:: SOURCE EXTRACT ::
'''

Fuzz4All: Universal Fuzzing with Large Language Models

This is my personal note about the paper. https://arxiv.org/abs/2308.04748

Abstract

They suggested new fuzzing methods by using LLM named Fuzz4All. It solve current fuzzing issue which can only use specific languages so it is not easy to apply other language or other versions. Fuzz4All found 98 bugs in GCC/G++, Clang/Clang++, Z3, CVC5, Go, javac and Qiskit.

Objective

Develop Universal Fuzzing tool which can use any languages and any systems.

Contributions

Universal Fuzzing
Autoprompting for Fuzzing
LLM-powered fuzzing loop
Evidence of real-world effectiveness

Methods

Autoprompting for Fuzzing

User input that documentation of the SUT, example code snippets, or specifications for generate fuzzing input and LLM generate sample multiple candidate inputs.
LLM generate multiple code snippets from candidate inputs.
Scoring and testing code snippets and select best prompt.

'''

:: INFORMATION GIVEN ::
'''

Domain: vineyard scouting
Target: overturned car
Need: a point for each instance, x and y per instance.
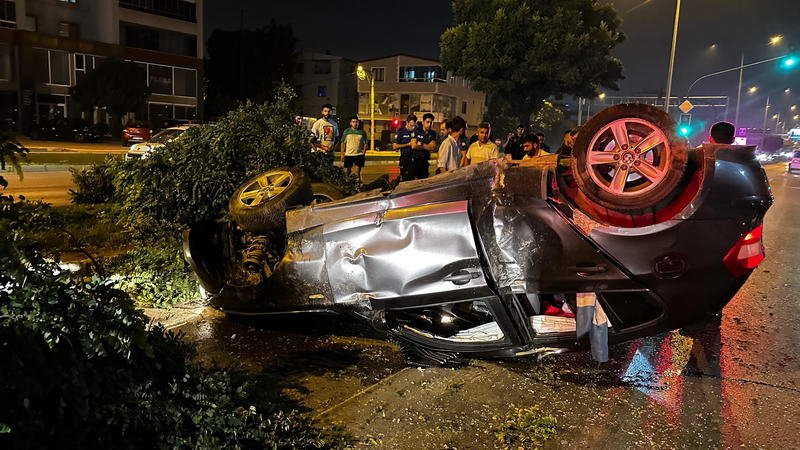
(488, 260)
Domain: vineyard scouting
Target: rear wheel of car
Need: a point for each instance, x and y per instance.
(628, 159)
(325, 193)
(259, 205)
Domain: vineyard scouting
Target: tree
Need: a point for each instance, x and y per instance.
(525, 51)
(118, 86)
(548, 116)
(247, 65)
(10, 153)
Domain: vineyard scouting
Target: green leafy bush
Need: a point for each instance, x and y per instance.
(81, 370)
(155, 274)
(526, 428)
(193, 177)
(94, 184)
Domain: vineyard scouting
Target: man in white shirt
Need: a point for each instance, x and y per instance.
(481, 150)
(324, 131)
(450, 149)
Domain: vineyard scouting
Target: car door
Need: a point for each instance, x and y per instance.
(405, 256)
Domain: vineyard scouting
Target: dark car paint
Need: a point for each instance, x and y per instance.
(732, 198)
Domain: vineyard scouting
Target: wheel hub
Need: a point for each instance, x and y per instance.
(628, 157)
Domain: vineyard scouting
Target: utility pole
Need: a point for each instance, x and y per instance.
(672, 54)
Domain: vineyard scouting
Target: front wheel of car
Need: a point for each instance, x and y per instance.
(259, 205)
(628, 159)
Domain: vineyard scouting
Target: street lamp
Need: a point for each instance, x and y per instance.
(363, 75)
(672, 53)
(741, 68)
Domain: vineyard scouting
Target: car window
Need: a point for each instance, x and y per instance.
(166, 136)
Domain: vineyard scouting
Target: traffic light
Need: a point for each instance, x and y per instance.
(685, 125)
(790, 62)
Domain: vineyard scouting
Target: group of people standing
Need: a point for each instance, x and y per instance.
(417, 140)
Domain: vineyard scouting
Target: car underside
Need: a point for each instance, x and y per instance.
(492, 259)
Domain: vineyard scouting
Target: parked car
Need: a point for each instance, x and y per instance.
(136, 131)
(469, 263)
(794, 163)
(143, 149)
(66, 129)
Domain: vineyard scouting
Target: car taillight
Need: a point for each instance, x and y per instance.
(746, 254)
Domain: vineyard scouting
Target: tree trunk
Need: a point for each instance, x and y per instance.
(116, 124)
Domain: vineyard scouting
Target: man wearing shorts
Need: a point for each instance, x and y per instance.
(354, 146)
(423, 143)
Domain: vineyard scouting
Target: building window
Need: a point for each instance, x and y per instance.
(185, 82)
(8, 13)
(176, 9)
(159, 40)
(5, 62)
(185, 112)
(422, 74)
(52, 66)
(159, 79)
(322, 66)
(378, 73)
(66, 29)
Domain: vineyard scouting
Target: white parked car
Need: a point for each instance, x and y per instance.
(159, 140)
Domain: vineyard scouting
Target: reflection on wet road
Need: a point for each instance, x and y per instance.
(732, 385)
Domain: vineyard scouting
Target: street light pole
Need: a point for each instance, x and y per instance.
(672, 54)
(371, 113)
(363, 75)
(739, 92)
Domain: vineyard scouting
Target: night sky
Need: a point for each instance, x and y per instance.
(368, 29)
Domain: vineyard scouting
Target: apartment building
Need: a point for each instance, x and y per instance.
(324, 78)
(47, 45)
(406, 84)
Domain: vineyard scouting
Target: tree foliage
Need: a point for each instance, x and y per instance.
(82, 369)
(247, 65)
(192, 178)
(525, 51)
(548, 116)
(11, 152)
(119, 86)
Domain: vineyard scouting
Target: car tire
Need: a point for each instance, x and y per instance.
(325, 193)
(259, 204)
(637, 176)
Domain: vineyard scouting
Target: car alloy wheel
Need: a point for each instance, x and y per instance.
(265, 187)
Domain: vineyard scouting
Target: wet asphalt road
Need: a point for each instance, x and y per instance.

'''
'''

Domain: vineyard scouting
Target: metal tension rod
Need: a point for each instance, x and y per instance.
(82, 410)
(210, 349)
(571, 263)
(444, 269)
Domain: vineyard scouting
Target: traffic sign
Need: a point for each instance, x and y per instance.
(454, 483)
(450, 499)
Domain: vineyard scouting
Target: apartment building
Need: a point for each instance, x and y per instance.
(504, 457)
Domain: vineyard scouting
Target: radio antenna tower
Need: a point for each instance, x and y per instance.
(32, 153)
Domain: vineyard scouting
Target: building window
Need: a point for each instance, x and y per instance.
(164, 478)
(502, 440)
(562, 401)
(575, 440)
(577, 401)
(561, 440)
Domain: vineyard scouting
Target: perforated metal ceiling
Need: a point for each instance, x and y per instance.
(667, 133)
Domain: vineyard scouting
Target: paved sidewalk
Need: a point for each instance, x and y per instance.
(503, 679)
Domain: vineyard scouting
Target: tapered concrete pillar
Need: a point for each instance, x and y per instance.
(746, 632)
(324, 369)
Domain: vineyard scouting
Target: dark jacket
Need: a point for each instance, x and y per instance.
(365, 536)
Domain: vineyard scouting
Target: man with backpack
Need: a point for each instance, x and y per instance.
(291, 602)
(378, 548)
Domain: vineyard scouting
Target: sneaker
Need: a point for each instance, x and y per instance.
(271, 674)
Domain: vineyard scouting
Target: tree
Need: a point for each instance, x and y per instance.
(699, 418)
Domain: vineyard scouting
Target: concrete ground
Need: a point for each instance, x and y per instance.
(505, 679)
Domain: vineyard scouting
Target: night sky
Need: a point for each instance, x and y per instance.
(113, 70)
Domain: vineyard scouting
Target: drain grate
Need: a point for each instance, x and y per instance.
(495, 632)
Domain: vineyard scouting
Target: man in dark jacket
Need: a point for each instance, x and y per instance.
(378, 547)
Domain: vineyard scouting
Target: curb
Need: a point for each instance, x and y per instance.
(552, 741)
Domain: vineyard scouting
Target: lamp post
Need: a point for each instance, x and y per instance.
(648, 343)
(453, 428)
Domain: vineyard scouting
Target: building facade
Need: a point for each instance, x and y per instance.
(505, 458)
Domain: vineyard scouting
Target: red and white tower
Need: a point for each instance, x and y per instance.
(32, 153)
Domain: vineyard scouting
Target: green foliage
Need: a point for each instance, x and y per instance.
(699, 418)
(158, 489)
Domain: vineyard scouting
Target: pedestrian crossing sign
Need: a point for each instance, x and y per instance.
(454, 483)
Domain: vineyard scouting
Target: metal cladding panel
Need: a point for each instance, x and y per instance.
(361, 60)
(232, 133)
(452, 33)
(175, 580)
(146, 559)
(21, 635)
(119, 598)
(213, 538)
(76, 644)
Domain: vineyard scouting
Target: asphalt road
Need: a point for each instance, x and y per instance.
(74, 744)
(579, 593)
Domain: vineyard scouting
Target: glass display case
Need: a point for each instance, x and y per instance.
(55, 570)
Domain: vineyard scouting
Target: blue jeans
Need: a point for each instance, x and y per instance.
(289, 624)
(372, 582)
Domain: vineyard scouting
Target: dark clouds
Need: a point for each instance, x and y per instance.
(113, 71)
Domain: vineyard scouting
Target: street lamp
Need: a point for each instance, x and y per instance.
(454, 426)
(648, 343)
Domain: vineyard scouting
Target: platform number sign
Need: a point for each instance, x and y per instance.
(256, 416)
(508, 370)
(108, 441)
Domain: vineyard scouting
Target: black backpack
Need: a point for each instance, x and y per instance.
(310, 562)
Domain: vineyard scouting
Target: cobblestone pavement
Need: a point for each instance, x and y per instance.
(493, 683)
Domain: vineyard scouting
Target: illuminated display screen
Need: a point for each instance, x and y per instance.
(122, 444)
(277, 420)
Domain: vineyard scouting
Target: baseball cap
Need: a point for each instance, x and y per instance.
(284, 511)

'''
'''

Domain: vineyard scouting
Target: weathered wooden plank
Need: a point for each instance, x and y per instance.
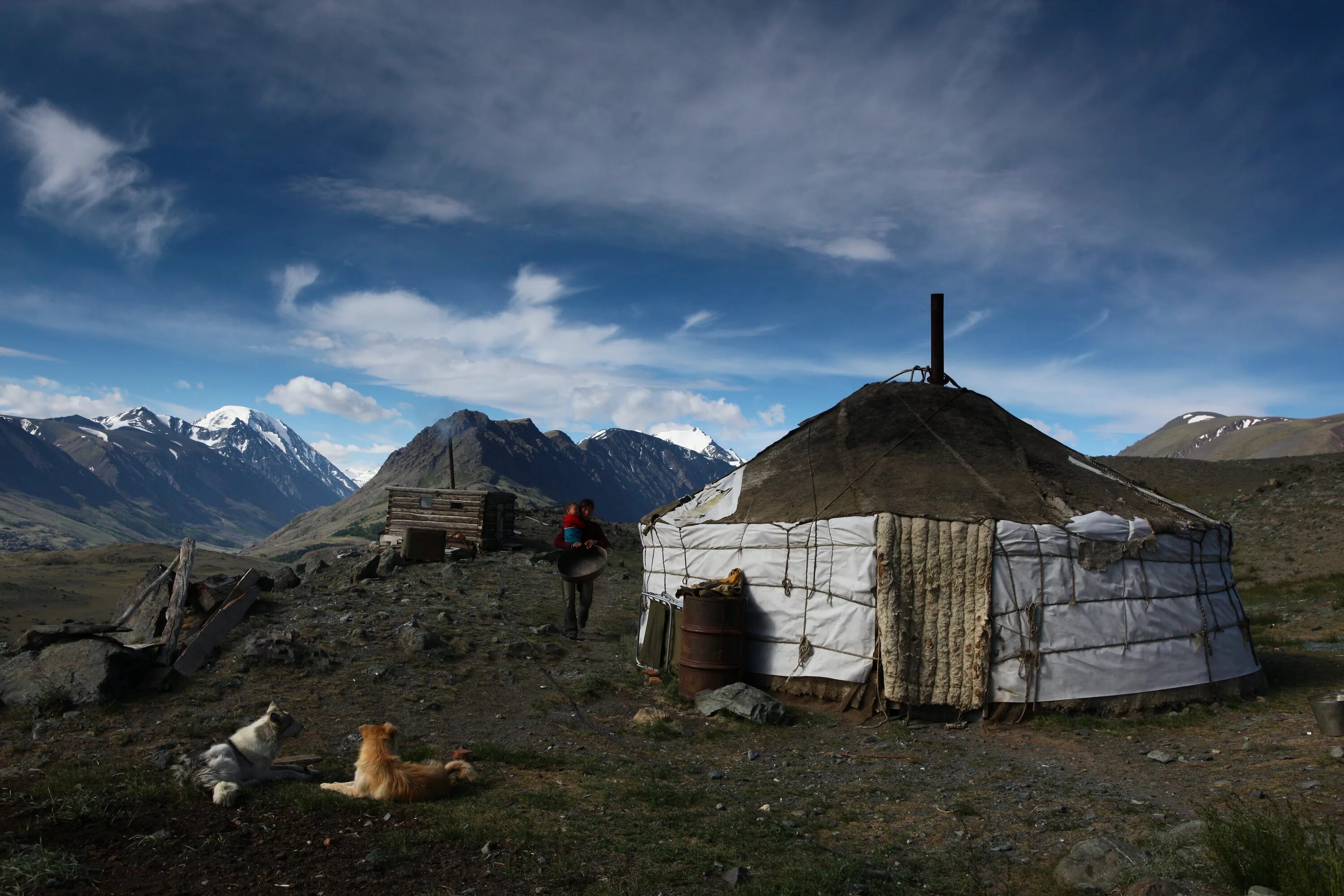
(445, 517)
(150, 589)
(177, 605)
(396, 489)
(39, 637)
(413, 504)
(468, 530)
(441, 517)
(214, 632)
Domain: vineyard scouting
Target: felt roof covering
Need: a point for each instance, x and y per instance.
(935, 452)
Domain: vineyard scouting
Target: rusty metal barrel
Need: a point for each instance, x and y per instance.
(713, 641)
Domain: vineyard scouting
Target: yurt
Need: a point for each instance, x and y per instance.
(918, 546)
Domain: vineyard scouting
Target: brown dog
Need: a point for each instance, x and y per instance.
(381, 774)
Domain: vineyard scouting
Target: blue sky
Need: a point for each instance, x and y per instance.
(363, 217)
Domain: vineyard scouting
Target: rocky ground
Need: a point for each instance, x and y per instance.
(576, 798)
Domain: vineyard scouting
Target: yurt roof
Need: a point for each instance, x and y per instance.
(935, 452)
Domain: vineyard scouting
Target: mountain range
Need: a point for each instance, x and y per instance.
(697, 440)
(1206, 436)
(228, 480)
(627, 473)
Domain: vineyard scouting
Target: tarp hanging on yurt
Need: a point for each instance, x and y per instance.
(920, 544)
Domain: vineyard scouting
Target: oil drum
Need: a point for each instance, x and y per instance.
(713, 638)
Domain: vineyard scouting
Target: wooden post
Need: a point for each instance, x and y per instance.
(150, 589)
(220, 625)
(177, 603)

'''

:: PROBLEMS TO SOLVE ::
**a.** Answer these questions using the Fuzz4All note:
(i) How many bugs did Fuzz4All find?
(ii) What objective does the note give?
(iii) Under "Autoprompting for Fuzzing," what kinds of user input are listed?
**b.** Carry on the note about the Fuzz4All paper after its last sentence, keeping its pattern of short headings and brief lines.

:: RESULTS IN ORDER ::
**a.**
(i) 98 bugs, in GCC/G++, Clang/Clang++, Z3, CVC5, Go, javac and Qiskit.
(ii) To develop a universal fuzzing tool that can use any languages and any systems.
(iii) Documentation of the SUT, example code snippets, or specifications.

**b.**
Fuzzing Loop

LLM generate fuzzing inputs from receive input prompt and test on SUT.
Selec fuzzing input form a previously generated input as an example.
Select strategies to update input which is "generate-new", "mutate-existing" or "semantic-equiv.

Results

Fuzz4all achieved average 36.8% improvements coverage than base line fuzzing tools.
Found 98 bugs and confirmed 64 bugs by developers.

Interesting points

Qiskit(quantum computing platform) is targeted.
Fuzz4All is only 872 LoC (Lines of Code).

Phrase

This paper presents Fuzz4All, the first fuzzer that is universal in the sense that it can target many different input languages and many different features of these languages.